I won't name names, but a gal said something to me the other day that made me think, "Right, I need to say something about all of this because there are a lot of myths out there about FAM." Now, there are so many other false beliefs, fears, etc. that I haven't included here today, but these are some that I come across most frequently.
That it’s the same thing as “The Rhythm Method"
I have to start with this one because I’m still amazed that people think we’re talking about the Rhythm Method here. There are various "methods" under the umbrella of FAM and NFP. The Rhythm Method just happens to be archaic and is based on the assumption that every woman has a 28 day cycle and ovulated on day 14. We know that’s not true, and that's why it doesn't work. Cycles differ and are unique woman to woman. Just please quit thinking of charting your cycles as the Rhythm Method, because it’s not.
It’s Hocus Pocus, it doesn’t work.
This is next because people unfamiliar with FAM think "Whelp, she’s going to be pregnant in a matter of months." I’ve been successfully using this method for 3 years now. Effectiveness, WHEN USED CORRECTLY, is 98%. And that’s in all caps because I don’t want to give the misconception that if you take your temperature and check your fluid every day you’ll automatically be safe from getting pregnant. You have to learn, and use, the rules and guidelines that go along with the method.
It’s hard, there’s too many steps, I don’t have the time.
When you first learn about charting your cycles, it may seem overwhelming, but just like every other thing you learn how to do, you will understand it clearly over time. It’s something you’re using every day, and for many women it clicks because it’s what makes sense within their bodies. You have to take your temperature first thing in the morning, which is nothing more than just a great excuse to stay in bed for a minute longer. And you check your cervical fluid when you go to the bathroom. It’s not like there are any special trips you have to make or fancy circus performances. It becomes second nature.

◆ Problem set ◆
1. Rewrite the paragraph of the article on FAM myths beginning "I have to start with this one" in a shorter form, keeping its main facts.
2. According to the article on FAM myths, how effective is the method when used correctly?
3. Carry on the article on FAM myths, starting after its final sentence.
The data below is separate material and has no connection to the article on FAM myths.

◆ Available data ◆
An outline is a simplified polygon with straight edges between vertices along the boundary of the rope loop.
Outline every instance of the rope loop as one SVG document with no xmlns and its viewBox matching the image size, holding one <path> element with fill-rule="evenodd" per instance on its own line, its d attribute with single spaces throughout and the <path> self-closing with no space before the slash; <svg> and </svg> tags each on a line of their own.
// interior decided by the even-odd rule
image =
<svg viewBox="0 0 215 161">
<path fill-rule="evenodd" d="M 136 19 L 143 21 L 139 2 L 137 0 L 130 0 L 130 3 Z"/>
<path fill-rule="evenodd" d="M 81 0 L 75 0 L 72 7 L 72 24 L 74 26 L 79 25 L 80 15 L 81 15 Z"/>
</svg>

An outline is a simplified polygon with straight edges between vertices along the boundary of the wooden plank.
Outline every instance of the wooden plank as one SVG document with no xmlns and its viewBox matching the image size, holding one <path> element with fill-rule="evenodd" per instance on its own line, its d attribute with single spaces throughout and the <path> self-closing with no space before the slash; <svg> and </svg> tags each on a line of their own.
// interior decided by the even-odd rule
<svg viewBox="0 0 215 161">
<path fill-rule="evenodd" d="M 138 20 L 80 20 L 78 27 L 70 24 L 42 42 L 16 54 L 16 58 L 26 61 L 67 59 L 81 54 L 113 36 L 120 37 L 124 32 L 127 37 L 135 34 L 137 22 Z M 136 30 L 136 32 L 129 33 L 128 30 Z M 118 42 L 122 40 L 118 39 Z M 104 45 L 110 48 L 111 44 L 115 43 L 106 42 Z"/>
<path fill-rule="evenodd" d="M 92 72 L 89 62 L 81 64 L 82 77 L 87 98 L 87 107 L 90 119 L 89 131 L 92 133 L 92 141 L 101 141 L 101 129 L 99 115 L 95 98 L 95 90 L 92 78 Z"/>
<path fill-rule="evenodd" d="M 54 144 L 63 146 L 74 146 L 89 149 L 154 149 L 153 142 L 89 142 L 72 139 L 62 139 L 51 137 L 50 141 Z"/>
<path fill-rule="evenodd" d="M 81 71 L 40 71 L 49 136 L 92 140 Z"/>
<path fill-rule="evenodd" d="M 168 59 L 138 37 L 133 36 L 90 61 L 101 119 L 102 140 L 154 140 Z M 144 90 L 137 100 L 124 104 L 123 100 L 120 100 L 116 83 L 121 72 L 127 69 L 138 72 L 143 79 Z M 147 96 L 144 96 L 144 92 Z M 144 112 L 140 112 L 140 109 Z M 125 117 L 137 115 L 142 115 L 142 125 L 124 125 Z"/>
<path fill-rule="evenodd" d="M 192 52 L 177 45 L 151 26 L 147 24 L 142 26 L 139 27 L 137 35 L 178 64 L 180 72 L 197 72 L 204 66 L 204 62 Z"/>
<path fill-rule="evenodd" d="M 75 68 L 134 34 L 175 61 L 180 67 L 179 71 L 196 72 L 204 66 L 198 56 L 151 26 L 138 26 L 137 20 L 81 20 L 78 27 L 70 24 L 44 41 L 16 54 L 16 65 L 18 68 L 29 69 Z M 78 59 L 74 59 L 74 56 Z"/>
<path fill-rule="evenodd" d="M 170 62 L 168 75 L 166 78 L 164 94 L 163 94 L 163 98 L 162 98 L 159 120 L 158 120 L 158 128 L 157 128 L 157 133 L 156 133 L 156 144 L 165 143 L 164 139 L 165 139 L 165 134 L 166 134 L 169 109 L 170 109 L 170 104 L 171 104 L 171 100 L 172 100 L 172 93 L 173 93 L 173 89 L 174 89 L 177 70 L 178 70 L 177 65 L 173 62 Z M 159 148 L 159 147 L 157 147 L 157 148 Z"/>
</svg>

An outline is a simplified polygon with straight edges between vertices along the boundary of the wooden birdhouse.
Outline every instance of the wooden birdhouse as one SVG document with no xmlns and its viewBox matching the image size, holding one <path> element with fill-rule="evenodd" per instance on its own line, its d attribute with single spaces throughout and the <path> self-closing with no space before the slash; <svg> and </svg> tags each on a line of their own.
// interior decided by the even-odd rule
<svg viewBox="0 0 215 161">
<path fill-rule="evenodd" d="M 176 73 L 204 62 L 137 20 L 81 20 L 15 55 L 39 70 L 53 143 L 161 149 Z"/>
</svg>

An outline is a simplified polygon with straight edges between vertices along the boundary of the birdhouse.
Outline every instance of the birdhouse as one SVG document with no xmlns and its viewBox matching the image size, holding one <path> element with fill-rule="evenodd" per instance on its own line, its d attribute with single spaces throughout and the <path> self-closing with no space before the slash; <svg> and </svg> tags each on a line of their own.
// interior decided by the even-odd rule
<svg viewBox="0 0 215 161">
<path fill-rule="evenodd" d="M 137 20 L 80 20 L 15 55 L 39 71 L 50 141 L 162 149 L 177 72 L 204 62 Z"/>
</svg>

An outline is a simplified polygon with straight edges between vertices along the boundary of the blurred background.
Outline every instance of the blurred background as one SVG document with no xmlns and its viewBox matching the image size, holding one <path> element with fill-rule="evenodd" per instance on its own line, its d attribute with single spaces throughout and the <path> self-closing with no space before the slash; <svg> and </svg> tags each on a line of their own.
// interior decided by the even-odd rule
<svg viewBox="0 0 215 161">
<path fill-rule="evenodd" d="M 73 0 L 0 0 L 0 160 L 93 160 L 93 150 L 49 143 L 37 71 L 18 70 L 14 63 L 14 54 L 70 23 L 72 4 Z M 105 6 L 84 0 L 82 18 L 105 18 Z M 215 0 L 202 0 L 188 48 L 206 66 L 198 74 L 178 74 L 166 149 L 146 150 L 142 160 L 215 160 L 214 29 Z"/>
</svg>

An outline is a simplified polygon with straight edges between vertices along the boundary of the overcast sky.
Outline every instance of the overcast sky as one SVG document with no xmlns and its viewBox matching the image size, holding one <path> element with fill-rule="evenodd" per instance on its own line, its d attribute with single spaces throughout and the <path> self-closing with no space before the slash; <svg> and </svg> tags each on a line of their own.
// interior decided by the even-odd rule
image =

◆ Results in order ◆
1. FAM and NFP cover various methods, and charting one's cycles is not the Rhythm Method. That method is archaic. It assumes every woman has a 28-day cycle and ovulates on day 14, which is not true because cycles differ from woman to woman. This is why it does not work.

2. It is 98% effective when used correctly.

3.
My partner won’t be willing to participate
Many women are curious, want to get off their hormonal birth control, but are nervous about what their partner will think. This is what kept me from getting off the pill at first. I didn’t know if my boyfriend at the time would be willing to work with me on this, and I was afraid of the time it would take me to properly learn the method. But I have found that just about every man, once you explain it to them, is really on board. And I've talked to a lot of guys about it. Contraception should be a two way street, but often it falls on the shoulders of the female. My sister actually scoffed at me when I first told her, and her husband, what I was doing. But it was actually my brother-in-law that convinced my sister to get off the pill. He could see the harm it was doing to her when she wasn’t able to.
Women aren’t smart enough/responsible enough
People may think, well that’s good for you, but there are plenty of women who aren’t smart/responsible enough to chart their cycles, abstain from sex, use protection when needed. And to this I say, screw you. Seriously, this statement really irks me. Learning about our bodies, our fertility and what’s going on inside of us is something that every female deserves. And if you want to learn about your menstrual cycle, how to chart it and use it as birth control, you go right ahead girl. That’s simply the only qualification you need, the desire to learn. And saying that I think that birth control should be a personal choice of whatever works for that woman. For some, hormonal birth control is what they need/want, and for others FAM is what they want/need. We deserve all of the information on both ends, and then should be able to make our choice.
It’s irresponsible and stupid to not be on hormonal birth control.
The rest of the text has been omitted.